Posted by lsz at 2011-05-07 20:36:58 on Problem 3126 and last updated at 2011-05-07 20:43:19
In Reply To:代码较简洁，交流下 Posted by:on_pku at 2009-12-21 18:20:42

> //6266010 on_pku 3126 Accepted 732K 16MS G++ 2214B 2009-12-21 18:18:46 
> #include<iostream>
> #include<cstdlib>
> #include<cstdio>
> #include<queue>
> using namespace std;
> const int SIZE = 10000;
> bool prime[SIZE];
> int step[SIZE];
> int base[4] = {1,10,100,1000};
> int main()
> {
>         for(int i = 0; i < SIZE; i++)prime[i] = true;
>         
>         for(int i = 2; i < SIZE; i++){
>                 if(prime[i]){
>                              for(int j = 2; i*j < SIZE; j++)
>                                      prime[i*j] = false;             
>                 }        
>         }
>         
>         int t,a,b,d[4];
>         scanf("%d",&t);
>         while(t--){
>                    scanf("%d %d",&a,&b);
>                    fill(step,step+SIZE,0);
>                    queue<int>path;
>                    path.push(a);
>                    step[a] = 1;
>                    while(!path.empty()){
>                          int ori = path.front();
>                          if(ori == b)break;
>                          path.pop();
>                          d[0] = ori%10;  d[1] = ori%100/10;
>                          d[2] = ori%1000/100;  d[3] = ori/1000;
>                          int newnum;
>                          for(int i = 0; i < 10; i ++){                                                   
>                                  newnum = ori - d[3]*1000 + i*1000;
>                                  if(i != 0 && prime[newnum] && !step[newnum]){
>                                       step[newnum] = step[ori] + 1;
>                                       path.push(newnum);               
>                                  } 
>                                  for(int k = 0; k < 3; k++){
>                                          newnum = ori - d[k]*base[k] + i*base[k];
>                                          if(prime[newnum] && !step[newnum]){
>                                               step[newnum] = step[ori] + 1;
>                                               path.push(newnum);               
>                                          }                               
>                                  }  
>                          }                     
>                    }     
>                    printf("%d\n",step[b]-1);
>         }        
>         return 0;
> }



// 8608709	lsz	3126	Accepted	288K	0MS	C++	1286B	2011-05-07 20:34:28
#include <iostream>
#include <queue>
#include <utility>
#include <complex>
using namespace std;

int main()

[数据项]
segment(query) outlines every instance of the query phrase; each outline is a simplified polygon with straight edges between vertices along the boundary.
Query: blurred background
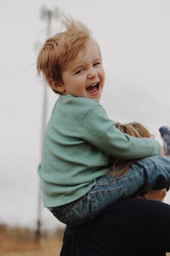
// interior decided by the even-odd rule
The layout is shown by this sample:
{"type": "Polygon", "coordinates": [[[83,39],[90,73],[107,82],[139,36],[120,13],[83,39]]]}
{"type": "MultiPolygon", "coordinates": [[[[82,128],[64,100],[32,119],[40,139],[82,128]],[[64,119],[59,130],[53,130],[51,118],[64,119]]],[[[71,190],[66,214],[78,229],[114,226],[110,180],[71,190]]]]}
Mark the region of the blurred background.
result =
{"type": "Polygon", "coordinates": [[[0,0],[0,223],[8,225],[61,225],[40,202],[42,132],[57,96],[44,90],[36,60],[63,13],[100,45],[109,116],[143,123],[161,143],[159,127],[170,125],[170,1],[0,0]]]}

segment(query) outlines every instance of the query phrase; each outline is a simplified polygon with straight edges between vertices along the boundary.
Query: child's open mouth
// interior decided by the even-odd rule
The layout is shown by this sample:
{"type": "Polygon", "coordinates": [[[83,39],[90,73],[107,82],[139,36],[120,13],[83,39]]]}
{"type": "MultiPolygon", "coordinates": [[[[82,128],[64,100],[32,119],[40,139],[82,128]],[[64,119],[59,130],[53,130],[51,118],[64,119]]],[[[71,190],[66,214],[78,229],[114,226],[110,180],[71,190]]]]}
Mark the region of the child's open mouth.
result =
{"type": "Polygon", "coordinates": [[[96,93],[99,90],[99,83],[94,84],[94,85],[90,85],[88,87],[87,87],[87,90],[90,93],[96,93]]]}

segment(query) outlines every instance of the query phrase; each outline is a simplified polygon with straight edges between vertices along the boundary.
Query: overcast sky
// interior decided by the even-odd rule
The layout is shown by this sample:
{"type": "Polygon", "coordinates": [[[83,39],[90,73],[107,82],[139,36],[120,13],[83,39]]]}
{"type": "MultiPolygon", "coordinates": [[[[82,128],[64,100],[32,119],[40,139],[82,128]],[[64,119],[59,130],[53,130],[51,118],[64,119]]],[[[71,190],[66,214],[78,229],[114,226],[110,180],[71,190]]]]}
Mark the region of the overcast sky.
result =
{"type": "MultiPolygon", "coordinates": [[[[10,224],[33,226],[37,216],[43,86],[36,58],[47,35],[43,6],[92,30],[106,73],[101,103],[111,119],[142,122],[158,140],[158,128],[170,125],[169,0],[0,0],[0,222],[10,224]]],[[[51,33],[60,27],[54,19],[51,33]]],[[[48,90],[48,118],[55,99],[48,90]]],[[[54,222],[44,209],[42,219],[54,222]]]]}

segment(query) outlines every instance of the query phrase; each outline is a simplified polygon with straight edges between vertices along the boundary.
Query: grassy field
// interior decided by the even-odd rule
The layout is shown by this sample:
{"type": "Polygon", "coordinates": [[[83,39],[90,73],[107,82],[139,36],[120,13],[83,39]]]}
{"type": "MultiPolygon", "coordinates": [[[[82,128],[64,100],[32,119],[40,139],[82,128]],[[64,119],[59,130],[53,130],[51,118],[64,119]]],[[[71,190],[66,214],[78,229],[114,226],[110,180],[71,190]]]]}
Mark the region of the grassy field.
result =
{"type": "Polygon", "coordinates": [[[33,230],[0,224],[0,256],[60,256],[62,239],[62,230],[42,234],[37,241],[33,230]]]}
{"type": "Polygon", "coordinates": [[[51,236],[42,234],[37,240],[33,230],[0,224],[0,255],[59,256],[62,238],[62,230],[51,236]]]}

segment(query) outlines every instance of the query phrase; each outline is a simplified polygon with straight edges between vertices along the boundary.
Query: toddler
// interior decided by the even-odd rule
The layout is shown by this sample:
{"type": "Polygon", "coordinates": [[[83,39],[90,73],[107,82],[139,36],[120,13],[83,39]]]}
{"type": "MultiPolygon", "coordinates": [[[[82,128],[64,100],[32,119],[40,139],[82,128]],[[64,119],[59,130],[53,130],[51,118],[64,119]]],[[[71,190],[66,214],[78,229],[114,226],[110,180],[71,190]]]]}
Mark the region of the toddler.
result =
{"type": "Polygon", "coordinates": [[[37,172],[44,207],[65,224],[80,225],[144,184],[168,186],[170,159],[160,156],[156,140],[116,129],[99,103],[105,71],[99,44],[82,22],[65,18],[63,26],[37,57],[38,73],[59,95],[37,172]],[[117,179],[109,174],[110,156],[141,160],[117,179]]]}

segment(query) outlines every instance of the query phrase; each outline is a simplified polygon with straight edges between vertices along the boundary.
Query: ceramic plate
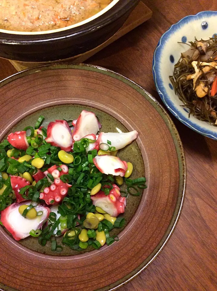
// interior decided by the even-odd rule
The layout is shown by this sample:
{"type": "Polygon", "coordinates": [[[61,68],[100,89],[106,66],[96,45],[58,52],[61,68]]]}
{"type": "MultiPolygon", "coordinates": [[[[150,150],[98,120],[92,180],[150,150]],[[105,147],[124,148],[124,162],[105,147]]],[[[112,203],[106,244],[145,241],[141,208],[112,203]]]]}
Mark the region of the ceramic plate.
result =
{"type": "Polygon", "coordinates": [[[208,137],[217,139],[217,127],[202,121],[181,105],[183,103],[175,93],[169,76],[174,65],[189,48],[185,43],[197,39],[209,39],[217,34],[217,11],[202,11],[189,15],[174,24],[161,38],[154,54],[153,72],[157,90],[164,104],[176,118],[185,125],[208,137]],[[178,43],[182,42],[183,43],[178,43]]]}
{"type": "Polygon", "coordinates": [[[0,288],[111,290],[138,275],[168,241],[184,199],[183,149],[164,110],[133,82],[87,65],[43,66],[18,73],[0,83],[0,140],[34,124],[41,114],[46,124],[76,118],[82,109],[97,114],[105,131],[137,130],[136,141],[120,155],[133,164],[135,177],[145,175],[148,186],[140,197],[129,198],[119,241],[99,250],[80,253],[66,247],[56,256],[50,246],[40,247],[32,238],[15,241],[0,226],[0,288]]]}

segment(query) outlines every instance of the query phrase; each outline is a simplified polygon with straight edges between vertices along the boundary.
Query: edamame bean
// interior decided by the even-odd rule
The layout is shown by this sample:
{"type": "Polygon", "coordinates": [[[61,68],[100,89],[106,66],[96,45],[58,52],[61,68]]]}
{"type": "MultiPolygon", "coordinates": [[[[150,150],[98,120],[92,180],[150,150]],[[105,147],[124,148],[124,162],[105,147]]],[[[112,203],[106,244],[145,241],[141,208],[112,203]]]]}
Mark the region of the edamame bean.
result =
{"type": "Polygon", "coordinates": [[[87,229],[81,229],[81,231],[78,236],[78,238],[81,241],[85,242],[89,239],[87,236],[87,229]]]}
{"type": "Polygon", "coordinates": [[[95,195],[99,192],[101,189],[102,184],[99,183],[95,187],[94,187],[90,192],[90,195],[95,195]]]}
{"type": "Polygon", "coordinates": [[[105,152],[105,151],[102,151],[101,149],[100,149],[97,154],[98,156],[102,156],[103,155],[108,155],[109,156],[111,156],[111,153],[110,152],[105,152]]]}
{"type": "Polygon", "coordinates": [[[4,179],[5,180],[7,180],[8,178],[8,174],[7,173],[5,173],[4,172],[2,172],[2,178],[4,179]]]}
{"type": "Polygon", "coordinates": [[[107,213],[107,212],[106,212],[104,210],[103,210],[102,208],[100,208],[100,207],[97,207],[97,206],[96,207],[96,210],[97,212],[99,212],[100,213],[102,213],[103,214],[104,214],[105,213],[107,213]]]}
{"type": "Polygon", "coordinates": [[[99,232],[98,230],[96,230],[96,233],[97,234],[96,239],[100,243],[100,244],[102,246],[105,244],[106,241],[106,238],[105,234],[105,232],[104,230],[100,231],[100,232],[99,232]]]}
{"type": "Polygon", "coordinates": [[[28,181],[31,183],[32,183],[33,179],[31,175],[28,172],[24,172],[23,174],[23,177],[27,181],[28,181]]]}
{"type": "Polygon", "coordinates": [[[14,150],[13,149],[8,149],[8,150],[7,152],[7,155],[8,156],[8,158],[11,158],[11,153],[14,150]]]}
{"type": "Polygon", "coordinates": [[[95,215],[89,218],[86,218],[83,222],[83,225],[86,228],[94,229],[97,228],[99,221],[95,215]]]}
{"type": "Polygon", "coordinates": [[[120,176],[116,176],[115,179],[115,182],[119,186],[121,186],[123,183],[123,177],[120,176]]]}
{"type": "Polygon", "coordinates": [[[44,161],[41,158],[36,158],[32,161],[31,163],[32,166],[35,167],[37,169],[40,169],[44,166],[44,161]]]}
{"type": "MultiPolygon", "coordinates": [[[[24,204],[23,205],[21,205],[19,207],[18,209],[19,212],[22,215],[23,213],[23,212],[28,207],[29,205],[27,205],[24,204]]],[[[26,217],[28,219],[33,219],[35,218],[37,216],[37,212],[35,209],[33,208],[31,208],[27,213],[26,215],[26,217]]]]}
{"type": "Polygon", "coordinates": [[[133,172],[133,166],[132,163],[128,162],[127,163],[127,169],[125,173],[124,177],[125,178],[128,178],[130,176],[133,172]]]}
{"type": "Polygon", "coordinates": [[[19,163],[22,163],[24,162],[28,162],[32,158],[32,156],[29,155],[25,155],[25,156],[23,156],[22,157],[21,157],[19,159],[18,159],[18,162],[19,163]]]}
{"type": "Polygon", "coordinates": [[[107,214],[107,213],[105,214],[104,216],[106,219],[108,220],[109,221],[110,221],[110,222],[114,225],[115,221],[117,219],[116,217],[113,217],[113,216],[111,216],[109,214],[107,214]]]}
{"type": "Polygon", "coordinates": [[[96,213],[95,214],[95,216],[98,219],[99,221],[102,221],[105,219],[105,216],[104,215],[100,213],[96,213]]]}
{"type": "Polygon", "coordinates": [[[74,157],[72,155],[68,154],[65,151],[60,151],[58,152],[58,157],[61,162],[65,164],[71,164],[74,161],[74,157]]]}

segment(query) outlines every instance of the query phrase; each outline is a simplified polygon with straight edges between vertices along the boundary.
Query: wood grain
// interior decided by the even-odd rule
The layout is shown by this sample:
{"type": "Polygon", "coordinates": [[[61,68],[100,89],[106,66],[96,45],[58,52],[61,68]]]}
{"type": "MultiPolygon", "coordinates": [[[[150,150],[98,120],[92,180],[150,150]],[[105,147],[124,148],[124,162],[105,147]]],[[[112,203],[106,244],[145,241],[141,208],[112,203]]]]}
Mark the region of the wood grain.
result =
{"type": "Polygon", "coordinates": [[[85,62],[88,59],[92,57],[97,52],[112,43],[118,38],[123,36],[126,33],[137,27],[138,25],[146,21],[151,17],[152,12],[140,1],[135,9],[132,11],[123,26],[113,35],[107,41],[96,48],[76,56],[72,57],[64,60],[49,62],[22,62],[10,60],[10,62],[18,71],[19,71],[26,69],[34,68],[42,65],[51,64],[55,62],[74,63],[78,63],[85,62]]]}
{"type": "MultiPolygon", "coordinates": [[[[152,56],[162,35],[190,14],[217,10],[212,0],[143,0],[151,18],[87,62],[110,69],[139,83],[159,100],[151,72],[152,56]]],[[[16,71],[0,61],[0,78],[16,71]]],[[[157,258],[120,291],[216,291],[217,289],[217,143],[172,116],[183,143],[188,179],[185,201],[174,233],[157,258]]]]}

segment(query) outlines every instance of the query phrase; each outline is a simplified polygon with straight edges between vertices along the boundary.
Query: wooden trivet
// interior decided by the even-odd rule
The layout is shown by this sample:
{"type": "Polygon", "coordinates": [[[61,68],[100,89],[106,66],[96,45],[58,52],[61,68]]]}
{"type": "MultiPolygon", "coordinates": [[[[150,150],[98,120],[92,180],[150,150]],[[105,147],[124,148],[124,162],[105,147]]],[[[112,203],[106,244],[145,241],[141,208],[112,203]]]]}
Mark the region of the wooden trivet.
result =
{"type": "Polygon", "coordinates": [[[18,72],[40,65],[57,62],[82,63],[107,45],[149,19],[152,15],[152,12],[147,7],[142,0],[132,12],[123,26],[115,34],[102,44],[90,51],[72,58],[58,61],[38,62],[19,62],[11,60],[9,60],[18,72]]]}

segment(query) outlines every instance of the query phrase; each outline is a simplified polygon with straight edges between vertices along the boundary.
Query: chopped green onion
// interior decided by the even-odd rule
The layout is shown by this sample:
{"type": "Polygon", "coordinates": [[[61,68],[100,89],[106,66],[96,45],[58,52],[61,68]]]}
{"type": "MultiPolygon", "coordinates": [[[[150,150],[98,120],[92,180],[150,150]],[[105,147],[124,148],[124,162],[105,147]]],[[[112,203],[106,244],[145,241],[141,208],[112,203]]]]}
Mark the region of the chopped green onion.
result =
{"type": "Polygon", "coordinates": [[[100,232],[103,230],[103,225],[102,224],[101,222],[99,222],[99,224],[98,224],[98,227],[97,228],[97,230],[99,232],[100,232]]]}
{"type": "MultiPolygon", "coordinates": [[[[36,191],[34,193],[34,195],[32,197],[32,200],[33,201],[37,201],[38,200],[39,196],[40,196],[40,193],[38,191],[36,191]]],[[[40,212],[39,211],[39,212],[40,212]]]]}
{"type": "Polygon", "coordinates": [[[27,139],[27,142],[28,142],[28,143],[30,145],[31,144],[31,141],[32,140],[32,139],[31,139],[31,137],[27,136],[26,139],[27,139]]]}
{"type": "Polygon", "coordinates": [[[38,119],[36,123],[35,123],[35,129],[37,129],[40,127],[44,119],[44,117],[43,115],[40,115],[40,116],[39,116],[39,117],[38,117],[38,119]]]}
{"type": "Polygon", "coordinates": [[[14,149],[11,154],[11,157],[17,158],[19,156],[20,150],[18,149],[14,149]]]}
{"type": "Polygon", "coordinates": [[[106,238],[107,239],[110,237],[109,232],[107,228],[106,228],[106,229],[104,229],[104,232],[105,233],[105,235],[106,236],[106,238]]]}
{"type": "Polygon", "coordinates": [[[32,229],[29,232],[29,234],[32,236],[33,236],[34,237],[38,237],[38,236],[39,236],[41,233],[41,229],[36,229],[36,230],[32,229]]]}
{"type": "MultiPolygon", "coordinates": [[[[115,221],[116,221],[116,220],[115,221]]],[[[102,223],[103,224],[104,224],[106,226],[109,230],[110,230],[111,229],[112,229],[114,227],[112,223],[111,222],[110,222],[110,221],[109,221],[108,220],[107,220],[106,219],[104,219],[104,220],[103,220],[102,222],[102,223]]]]}
{"type": "Polygon", "coordinates": [[[32,152],[34,151],[34,148],[33,146],[30,146],[27,148],[27,149],[26,151],[26,153],[27,155],[30,155],[30,156],[31,156],[32,154],[32,152]]]}
{"type": "Polygon", "coordinates": [[[75,166],[77,166],[79,165],[79,164],[81,163],[81,157],[78,156],[77,156],[75,158],[73,162],[73,164],[75,166]]]}
{"type": "Polygon", "coordinates": [[[125,219],[123,217],[118,217],[114,222],[114,227],[123,227],[125,223],[125,219]]]}
{"type": "Polygon", "coordinates": [[[104,152],[107,152],[109,150],[110,147],[108,145],[107,145],[107,143],[105,143],[104,142],[102,142],[100,145],[100,149],[104,152]]]}
{"type": "Polygon", "coordinates": [[[41,134],[38,134],[35,139],[35,142],[37,145],[40,145],[43,141],[43,137],[41,134]]]}
{"type": "Polygon", "coordinates": [[[33,208],[34,206],[33,205],[32,205],[31,204],[30,204],[29,205],[28,207],[26,208],[25,209],[24,211],[23,212],[23,214],[22,215],[22,216],[23,216],[24,217],[25,217],[26,216],[26,215],[27,214],[27,213],[29,211],[30,209],[31,209],[32,208],[33,208]]]}
{"type": "Polygon", "coordinates": [[[38,145],[35,142],[35,139],[31,139],[31,146],[34,149],[37,149],[38,147],[38,145]]]}
{"type": "Polygon", "coordinates": [[[87,230],[87,236],[90,238],[96,238],[97,234],[94,229],[88,229],[87,230]]]}
{"type": "Polygon", "coordinates": [[[44,152],[47,151],[46,152],[48,152],[49,151],[49,149],[51,148],[51,145],[49,143],[46,145],[43,145],[41,146],[38,149],[38,150],[39,152],[44,152]]]}
{"type": "Polygon", "coordinates": [[[101,248],[102,246],[101,243],[98,240],[94,240],[92,243],[91,245],[93,246],[94,249],[98,249],[100,248],[101,248]]]}
{"type": "Polygon", "coordinates": [[[92,155],[88,155],[87,159],[88,161],[90,164],[93,164],[94,161],[93,160],[93,156],[92,155]]]}
{"type": "Polygon", "coordinates": [[[84,242],[80,241],[79,243],[79,246],[81,249],[87,249],[88,246],[88,243],[87,242],[84,242]]]}
{"type": "Polygon", "coordinates": [[[27,189],[29,189],[29,188],[33,188],[34,187],[34,186],[32,186],[32,185],[27,185],[26,186],[25,186],[24,187],[22,187],[20,190],[20,191],[19,192],[19,194],[20,194],[21,195],[22,195],[23,194],[24,194],[27,189]]]}
{"type": "Polygon", "coordinates": [[[60,176],[60,179],[64,183],[70,183],[71,182],[71,177],[70,175],[64,174],[60,176]]]}
{"type": "Polygon", "coordinates": [[[46,129],[44,127],[42,127],[41,130],[42,132],[42,134],[44,136],[47,137],[47,129],[46,129]]]}
{"type": "Polygon", "coordinates": [[[85,151],[85,148],[80,142],[75,142],[73,148],[73,151],[76,152],[82,152],[85,151]]]}
{"type": "Polygon", "coordinates": [[[45,160],[45,163],[46,165],[49,165],[51,162],[51,156],[48,156],[45,160]]]}
{"type": "Polygon", "coordinates": [[[84,173],[81,173],[80,174],[80,176],[78,178],[77,180],[77,182],[76,182],[76,183],[78,185],[79,185],[80,184],[85,175],[85,174],[84,173]]]}
{"type": "Polygon", "coordinates": [[[34,135],[34,129],[32,126],[26,126],[23,130],[24,131],[27,131],[28,129],[30,129],[30,134],[29,135],[29,136],[31,136],[31,137],[32,137],[34,135]]]}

▶ 任务
写出上面论坛帖子中 on_pku 那段代码用 #include 引入的所有头文件。

▶ 最终答案
iostream、cstdlib、cstdio、queue